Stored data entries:
Segment Open

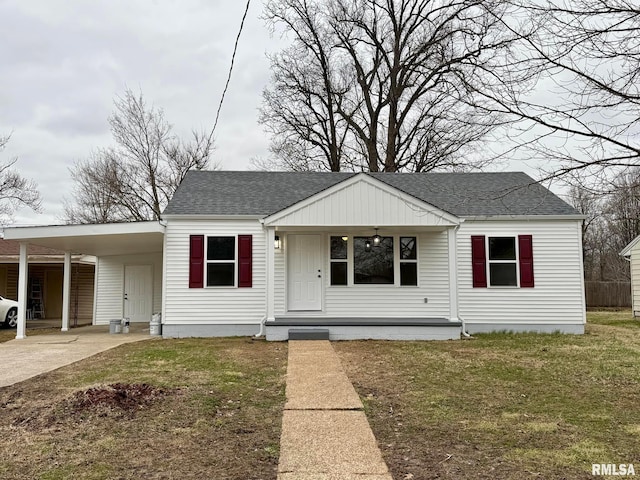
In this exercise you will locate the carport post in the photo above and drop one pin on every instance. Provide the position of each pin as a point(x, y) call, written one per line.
point(66, 291)
point(23, 278)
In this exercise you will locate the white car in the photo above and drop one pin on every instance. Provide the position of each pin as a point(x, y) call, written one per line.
point(8, 312)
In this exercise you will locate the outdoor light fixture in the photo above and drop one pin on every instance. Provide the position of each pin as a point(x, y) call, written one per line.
point(376, 239)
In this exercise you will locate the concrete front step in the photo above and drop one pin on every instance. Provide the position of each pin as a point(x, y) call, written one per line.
point(308, 334)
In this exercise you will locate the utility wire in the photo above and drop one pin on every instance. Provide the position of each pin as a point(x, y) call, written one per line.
point(226, 86)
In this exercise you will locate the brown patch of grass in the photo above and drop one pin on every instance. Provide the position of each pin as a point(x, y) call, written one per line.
point(188, 408)
point(502, 406)
point(7, 334)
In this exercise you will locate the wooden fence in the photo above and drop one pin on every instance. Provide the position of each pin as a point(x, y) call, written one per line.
point(608, 294)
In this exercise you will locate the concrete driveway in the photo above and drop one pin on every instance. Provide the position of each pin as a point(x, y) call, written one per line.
point(23, 359)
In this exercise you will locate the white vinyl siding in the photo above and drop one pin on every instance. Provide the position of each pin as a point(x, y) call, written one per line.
point(110, 284)
point(557, 297)
point(384, 300)
point(369, 202)
point(211, 305)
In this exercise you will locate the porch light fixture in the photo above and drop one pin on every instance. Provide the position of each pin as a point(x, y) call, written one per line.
point(377, 239)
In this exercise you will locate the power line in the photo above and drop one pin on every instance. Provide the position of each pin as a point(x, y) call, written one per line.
point(233, 58)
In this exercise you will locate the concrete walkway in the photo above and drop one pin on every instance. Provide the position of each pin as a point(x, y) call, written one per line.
point(36, 354)
point(325, 434)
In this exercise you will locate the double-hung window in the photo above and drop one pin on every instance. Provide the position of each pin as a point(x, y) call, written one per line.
point(339, 260)
point(503, 265)
point(373, 264)
point(221, 261)
point(408, 261)
point(374, 260)
point(505, 261)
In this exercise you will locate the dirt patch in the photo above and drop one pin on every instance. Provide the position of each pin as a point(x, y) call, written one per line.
point(188, 409)
point(121, 396)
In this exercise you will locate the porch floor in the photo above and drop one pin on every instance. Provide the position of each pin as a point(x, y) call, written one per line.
point(360, 328)
point(296, 320)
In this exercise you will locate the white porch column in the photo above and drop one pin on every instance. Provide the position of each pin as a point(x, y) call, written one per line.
point(66, 291)
point(23, 278)
point(452, 235)
point(271, 256)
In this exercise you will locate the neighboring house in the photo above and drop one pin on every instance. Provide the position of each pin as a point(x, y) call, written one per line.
point(632, 253)
point(367, 255)
point(44, 292)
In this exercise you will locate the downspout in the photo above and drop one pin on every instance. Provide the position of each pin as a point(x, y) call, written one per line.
point(463, 328)
point(261, 332)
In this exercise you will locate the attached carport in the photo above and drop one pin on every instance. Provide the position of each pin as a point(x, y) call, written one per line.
point(99, 240)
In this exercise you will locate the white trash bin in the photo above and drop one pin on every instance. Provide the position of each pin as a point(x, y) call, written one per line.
point(115, 326)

Segment Closed

■ **WHAT YOU ARE ASKED TO DO**:
Leaving the pictures out, transcribe the entries above exactly as written.

■ **WRITTEN REPLY**:
In this exercise you will locate the carport post in the photo above and drop one pin on every instance. Provide the position of each pin as a point(x, y) call, written one per line.
point(66, 291)
point(23, 278)
In this exercise you will locate the white car in the photo above and drop one pin on every instance. Provide the position of each pin as a point(x, y) call, written one per line.
point(8, 312)
In this exercise you will locate the outdoor light fixture in the photo above and drop one pin on every instance. Provide the position of each pin as a point(x, y) call, written one per line.
point(376, 239)
In this exercise you will locate the concrete front step in the photo above and drop one pin on every instance. Provide the position of each pin as a point(x, y) call, written one per line.
point(308, 334)
In this exercise you will locate the utility wire in the photo above and drop one pin on every instance. Provide the position of each pin as a point(x, y) call, written one per line.
point(226, 86)
In this exercise you will locate the brown patch of grass in the photo above and drop one pin on every instance. Provide the position of each pin as a point(x, y) call, written one per line.
point(188, 408)
point(502, 406)
point(7, 334)
In this exercise you will locate the wooden fence in the photo above and drop one pin on every instance. Provide the position of each pin as a point(x, y) call, written one per line.
point(608, 294)
In this exercise you will locate the concrete driveway in the photo above and drop one pin on every instance. Provide the position of each pin as a point(x, y) call, written one per line.
point(23, 359)
In this exercise you will locate the white vinyl siding in the photo above and drop one pin on every instance. Provide the position of each pin as a point(x, y) call, written one per line.
point(110, 284)
point(557, 297)
point(384, 300)
point(369, 202)
point(211, 305)
In this exercise you will locate the porch light fixture in the photo above and drop one pin on every instance. Provide the position of each pin as a point(x, y) call, written one per line.
point(377, 239)
In this exercise you will locate the power line in the photo above and drop one pin on every instance. Provide the position of each pin as a point(x, y) call, written one per line.
point(233, 58)
In this exercise you will locate the concrete walkway in the photo above and drop one pin on every instance. Provide the position of each pin as a point(x, y) call, written one per line.
point(36, 354)
point(325, 434)
In this exercise you will locate the double-hung window in the photo above and drop one pin on every instance. Provide the position of each pin as a point(x, y) call, written one per line.
point(339, 260)
point(503, 265)
point(373, 264)
point(221, 261)
point(408, 261)
point(374, 260)
point(505, 261)
In this exercise you will locate the dirt patch in the photo above and drop one pin on every instance. Provide the position of each pin as a point(x, y) call, written one per line.
point(188, 409)
point(121, 396)
In this exercise you will locate the porch floor in the photo above and drop one pin on every instance. Provide the position of each pin as a point(x, y) call, written one per line.
point(360, 328)
point(296, 320)
In this exercise you will locate the white porch column in the photo above and drop one pin on every instance. Provide the position of each pin as a point(x, y) call, written one per line.
point(66, 291)
point(23, 278)
point(452, 235)
point(271, 256)
In this exercise you will locate the neighboring house in the photo above and drop one pin on every instance. Provide the position of each pin as a point(x, y) call, written one per line.
point(632, 253)
point(367, 255)
point(44, 292)
In this exercise you will locate the downspout in the photo above and drop one pin on every instance. Provide the position of each pin as a point(x, y) call, written one per line.
point(463, 328)
point(261, 332)
In this exercise you will locate the attached carport in the photo above and drop one pin on every instance. Provide the position of each pin as a point(x, y) call, written one per line.
point(99, 240)
In this exercise you will locate the white trash bin in the photo above and drop one pin on every instance. Provide the position of each pin as a point(x, y) call, written one per line.
point(115, 326)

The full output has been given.